■ **What is being asked**:
Which lines in the records below contain the string "vehicle"? Pull out each of them.

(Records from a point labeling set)
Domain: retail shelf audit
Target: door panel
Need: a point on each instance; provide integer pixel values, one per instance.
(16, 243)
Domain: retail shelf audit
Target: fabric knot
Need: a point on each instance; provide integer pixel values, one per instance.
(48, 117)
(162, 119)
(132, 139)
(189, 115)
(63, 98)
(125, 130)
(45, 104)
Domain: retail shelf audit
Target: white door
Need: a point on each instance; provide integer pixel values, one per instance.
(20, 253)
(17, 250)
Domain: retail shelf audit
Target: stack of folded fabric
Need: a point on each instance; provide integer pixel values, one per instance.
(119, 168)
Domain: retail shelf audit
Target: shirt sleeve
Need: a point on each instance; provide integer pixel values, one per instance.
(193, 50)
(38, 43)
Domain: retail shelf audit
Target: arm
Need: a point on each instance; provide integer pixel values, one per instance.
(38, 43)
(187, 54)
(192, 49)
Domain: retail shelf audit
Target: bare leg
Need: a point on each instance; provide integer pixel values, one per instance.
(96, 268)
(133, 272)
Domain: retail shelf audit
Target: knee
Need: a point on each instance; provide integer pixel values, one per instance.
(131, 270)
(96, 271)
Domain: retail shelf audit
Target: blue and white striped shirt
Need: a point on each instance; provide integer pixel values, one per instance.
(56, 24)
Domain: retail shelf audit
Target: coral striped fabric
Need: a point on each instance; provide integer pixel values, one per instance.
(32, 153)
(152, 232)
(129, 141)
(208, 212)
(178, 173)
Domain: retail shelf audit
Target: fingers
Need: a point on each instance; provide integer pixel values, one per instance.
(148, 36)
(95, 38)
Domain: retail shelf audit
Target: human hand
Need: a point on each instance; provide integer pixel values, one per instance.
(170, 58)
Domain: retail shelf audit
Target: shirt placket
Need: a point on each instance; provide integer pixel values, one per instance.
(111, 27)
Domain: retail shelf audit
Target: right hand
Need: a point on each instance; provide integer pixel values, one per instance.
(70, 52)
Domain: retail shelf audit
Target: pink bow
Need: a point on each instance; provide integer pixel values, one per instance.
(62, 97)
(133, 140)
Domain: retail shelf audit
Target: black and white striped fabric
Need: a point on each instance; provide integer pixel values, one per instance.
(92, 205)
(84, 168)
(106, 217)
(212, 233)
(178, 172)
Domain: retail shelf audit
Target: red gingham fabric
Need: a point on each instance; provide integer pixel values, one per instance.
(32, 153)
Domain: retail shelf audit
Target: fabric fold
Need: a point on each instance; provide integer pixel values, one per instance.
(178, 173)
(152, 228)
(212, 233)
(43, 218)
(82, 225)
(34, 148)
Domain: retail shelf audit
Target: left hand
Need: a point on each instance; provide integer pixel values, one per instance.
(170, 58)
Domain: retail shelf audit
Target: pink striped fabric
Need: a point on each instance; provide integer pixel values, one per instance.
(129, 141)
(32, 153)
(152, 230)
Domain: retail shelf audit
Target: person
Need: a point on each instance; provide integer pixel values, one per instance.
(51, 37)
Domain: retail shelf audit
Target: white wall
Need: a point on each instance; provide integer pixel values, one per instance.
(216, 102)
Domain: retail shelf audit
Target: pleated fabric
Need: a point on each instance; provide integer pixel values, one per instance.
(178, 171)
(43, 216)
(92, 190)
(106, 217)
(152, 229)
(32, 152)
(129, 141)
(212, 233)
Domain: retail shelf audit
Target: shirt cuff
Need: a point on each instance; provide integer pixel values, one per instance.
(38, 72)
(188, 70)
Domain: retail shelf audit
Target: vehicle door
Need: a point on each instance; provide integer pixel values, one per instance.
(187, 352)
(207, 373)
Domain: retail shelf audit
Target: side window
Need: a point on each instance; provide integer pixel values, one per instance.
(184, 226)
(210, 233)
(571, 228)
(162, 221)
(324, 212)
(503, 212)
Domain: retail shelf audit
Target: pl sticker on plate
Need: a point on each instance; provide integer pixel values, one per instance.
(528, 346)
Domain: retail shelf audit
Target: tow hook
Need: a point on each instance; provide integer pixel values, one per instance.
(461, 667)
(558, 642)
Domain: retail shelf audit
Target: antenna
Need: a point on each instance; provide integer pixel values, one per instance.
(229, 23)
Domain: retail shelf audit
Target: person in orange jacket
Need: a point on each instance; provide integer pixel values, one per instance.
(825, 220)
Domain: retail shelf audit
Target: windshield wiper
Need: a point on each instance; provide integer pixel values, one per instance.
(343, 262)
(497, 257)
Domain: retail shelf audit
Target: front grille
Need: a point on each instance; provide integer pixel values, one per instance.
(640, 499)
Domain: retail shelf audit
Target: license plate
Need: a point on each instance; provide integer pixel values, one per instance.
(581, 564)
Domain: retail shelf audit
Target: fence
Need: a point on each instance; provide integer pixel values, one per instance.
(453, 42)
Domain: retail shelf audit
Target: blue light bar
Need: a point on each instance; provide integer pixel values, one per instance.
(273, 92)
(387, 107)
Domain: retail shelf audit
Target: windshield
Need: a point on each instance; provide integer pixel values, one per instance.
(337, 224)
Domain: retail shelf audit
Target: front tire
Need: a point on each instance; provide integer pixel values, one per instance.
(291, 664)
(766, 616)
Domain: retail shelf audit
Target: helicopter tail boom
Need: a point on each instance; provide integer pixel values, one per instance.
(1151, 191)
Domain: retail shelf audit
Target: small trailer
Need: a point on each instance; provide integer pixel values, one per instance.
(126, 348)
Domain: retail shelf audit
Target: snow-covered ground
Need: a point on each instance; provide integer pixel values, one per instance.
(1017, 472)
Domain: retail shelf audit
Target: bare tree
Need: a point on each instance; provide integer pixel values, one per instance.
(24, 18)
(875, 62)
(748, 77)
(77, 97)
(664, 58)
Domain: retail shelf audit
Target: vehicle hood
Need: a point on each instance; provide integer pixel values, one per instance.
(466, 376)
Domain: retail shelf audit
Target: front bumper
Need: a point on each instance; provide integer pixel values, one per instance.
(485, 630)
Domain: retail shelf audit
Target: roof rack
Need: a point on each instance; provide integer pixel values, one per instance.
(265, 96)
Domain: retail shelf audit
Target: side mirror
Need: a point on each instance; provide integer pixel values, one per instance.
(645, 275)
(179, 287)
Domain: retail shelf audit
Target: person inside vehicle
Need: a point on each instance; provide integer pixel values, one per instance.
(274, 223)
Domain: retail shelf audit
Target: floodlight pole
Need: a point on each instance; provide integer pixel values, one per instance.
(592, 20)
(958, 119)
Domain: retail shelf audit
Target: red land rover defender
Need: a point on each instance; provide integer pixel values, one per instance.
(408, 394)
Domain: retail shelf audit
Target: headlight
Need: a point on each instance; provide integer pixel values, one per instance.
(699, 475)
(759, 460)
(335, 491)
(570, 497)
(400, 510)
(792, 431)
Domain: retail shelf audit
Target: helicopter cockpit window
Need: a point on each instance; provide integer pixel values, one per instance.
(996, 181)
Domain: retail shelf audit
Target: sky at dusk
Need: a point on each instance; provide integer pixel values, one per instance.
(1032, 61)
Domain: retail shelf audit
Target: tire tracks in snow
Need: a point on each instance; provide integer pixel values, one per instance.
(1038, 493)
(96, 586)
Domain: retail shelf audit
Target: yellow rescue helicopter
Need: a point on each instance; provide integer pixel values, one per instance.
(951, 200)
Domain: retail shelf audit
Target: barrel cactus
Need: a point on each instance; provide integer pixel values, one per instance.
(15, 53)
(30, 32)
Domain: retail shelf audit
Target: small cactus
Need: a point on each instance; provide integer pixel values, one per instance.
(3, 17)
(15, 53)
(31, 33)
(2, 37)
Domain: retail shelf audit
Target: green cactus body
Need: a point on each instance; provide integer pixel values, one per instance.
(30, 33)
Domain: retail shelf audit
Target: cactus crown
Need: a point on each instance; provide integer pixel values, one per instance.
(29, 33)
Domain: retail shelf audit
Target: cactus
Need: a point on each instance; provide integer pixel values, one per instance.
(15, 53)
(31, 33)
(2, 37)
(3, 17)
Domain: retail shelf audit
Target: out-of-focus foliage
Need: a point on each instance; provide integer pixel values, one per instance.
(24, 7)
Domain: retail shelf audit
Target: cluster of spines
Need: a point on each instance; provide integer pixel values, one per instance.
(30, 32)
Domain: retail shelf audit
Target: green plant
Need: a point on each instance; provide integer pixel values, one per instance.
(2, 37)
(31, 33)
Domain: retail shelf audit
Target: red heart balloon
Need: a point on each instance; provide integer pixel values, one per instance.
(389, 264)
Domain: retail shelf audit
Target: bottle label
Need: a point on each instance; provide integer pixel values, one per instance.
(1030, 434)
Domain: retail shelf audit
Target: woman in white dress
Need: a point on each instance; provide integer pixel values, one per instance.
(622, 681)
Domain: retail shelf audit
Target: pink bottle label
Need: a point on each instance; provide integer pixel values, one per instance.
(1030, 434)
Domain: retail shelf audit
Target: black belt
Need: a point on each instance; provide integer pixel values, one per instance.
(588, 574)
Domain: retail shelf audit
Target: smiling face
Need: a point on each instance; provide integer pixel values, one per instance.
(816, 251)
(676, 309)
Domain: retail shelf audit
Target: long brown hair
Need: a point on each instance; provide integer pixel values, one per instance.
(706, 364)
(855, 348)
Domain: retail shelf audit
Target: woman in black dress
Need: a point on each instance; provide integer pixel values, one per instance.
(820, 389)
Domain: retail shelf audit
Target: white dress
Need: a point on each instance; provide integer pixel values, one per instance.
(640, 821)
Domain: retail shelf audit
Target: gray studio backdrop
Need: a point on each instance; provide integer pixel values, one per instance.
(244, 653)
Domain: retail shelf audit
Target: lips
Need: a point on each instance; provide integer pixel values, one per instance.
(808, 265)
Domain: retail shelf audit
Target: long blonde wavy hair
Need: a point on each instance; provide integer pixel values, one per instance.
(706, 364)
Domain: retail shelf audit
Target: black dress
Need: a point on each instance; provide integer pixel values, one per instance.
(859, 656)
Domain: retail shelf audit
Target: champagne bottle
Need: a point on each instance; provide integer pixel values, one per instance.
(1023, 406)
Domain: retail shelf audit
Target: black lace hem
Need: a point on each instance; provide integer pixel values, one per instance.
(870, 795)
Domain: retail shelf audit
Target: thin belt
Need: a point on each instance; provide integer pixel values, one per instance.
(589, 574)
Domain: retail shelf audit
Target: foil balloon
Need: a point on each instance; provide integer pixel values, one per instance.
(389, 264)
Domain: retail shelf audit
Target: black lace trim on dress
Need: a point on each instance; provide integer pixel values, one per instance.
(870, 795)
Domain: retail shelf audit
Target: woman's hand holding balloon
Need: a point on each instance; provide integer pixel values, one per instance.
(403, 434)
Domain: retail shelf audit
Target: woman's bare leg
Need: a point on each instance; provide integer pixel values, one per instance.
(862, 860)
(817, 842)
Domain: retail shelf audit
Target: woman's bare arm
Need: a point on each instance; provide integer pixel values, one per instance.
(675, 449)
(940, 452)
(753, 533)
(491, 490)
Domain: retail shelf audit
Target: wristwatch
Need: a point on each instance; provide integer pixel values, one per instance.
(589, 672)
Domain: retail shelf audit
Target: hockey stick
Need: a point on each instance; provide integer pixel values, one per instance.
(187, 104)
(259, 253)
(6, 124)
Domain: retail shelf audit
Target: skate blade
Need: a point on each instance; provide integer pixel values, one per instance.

■ **Solution to this exercise**:
Target: vehicle door
Target: vehicle hood
Target: person inside vehicle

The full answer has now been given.